Copy out the lines below word for word, leaving out the pictures.

------------------------------------------------------------------------

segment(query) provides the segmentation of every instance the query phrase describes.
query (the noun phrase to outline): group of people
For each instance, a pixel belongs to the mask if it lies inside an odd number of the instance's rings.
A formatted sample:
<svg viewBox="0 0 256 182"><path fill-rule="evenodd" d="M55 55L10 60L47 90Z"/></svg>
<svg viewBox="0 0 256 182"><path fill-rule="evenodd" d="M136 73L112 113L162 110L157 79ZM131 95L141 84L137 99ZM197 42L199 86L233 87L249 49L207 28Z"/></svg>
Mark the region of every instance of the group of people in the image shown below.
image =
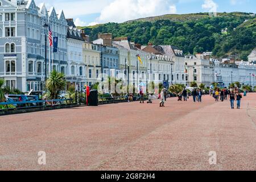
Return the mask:
<svg viewBox="0 0 256 182"><path fill-rule="evenodd" d="M212 90L210 94L215 99L215 101L218 102L220 99L221 101L224 102L229 98L230 101L231 109L234 109L234 103L235 100L237 101L237 109L240 109L241 107L241 100L242 98L239 89L235 88L234 89L228 89L226 88L223 89L217 89L216 90Z"/></svg>
<svg viewBox="0 0 256 182"><path fill-rule="evenodd" d="M203 92L201 89L193 89L191 92L191 95L193 96L193 100L194 102L198 101L199 102L202 102L202 96Z"/></svg>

------------------------------------------------------------------------

▶ _FULL OUTPUT_
segment(query) provides the segmentation of every instance the query phrase describes.
query (the noun phrase to outline): group of people
For each instance, a pixel belongs to the mask if it lies inside an odd number of the instance's rings.
A formatted sample:
<svg viewBox="0 0 256 182"><path fill-rule="evenodd" d="M55 55L10 60L47 90Z"/></svg>
<svg viewBox="0 0 256 182"><path fill-rule="evenodd" d="M136 73L112 113L162 110L157 79ZM131 95L141 84L137 99ZM197 42L199 86L233 87L249 49L207 28Z"/></svg>
Mark the region of every instance of the group of people in the image shown below.
image =
Return the mask:
<svg viewBox="0 0 256 182"><path fill-rule="evenodd" d="M212 90L210 94L215 99L215 101L218 102L220 99L221 101L224 102L229 98L230 101L231 109L234 109L234 103L235 100L237 101L237 109L240 109L241 107L241 100L242 98L239 89L235 88L234 89L228 89L226 88L223 89L217 89L216 90Z"/></svg>
<svg viewBox="0 0 256 182"><path fill-rule="evenodd" d="M203 92L201 89L193 89L191 92L191 95L193 96L193 100L194 102L198 101L199 102L202 102L202 96Z"/></svg>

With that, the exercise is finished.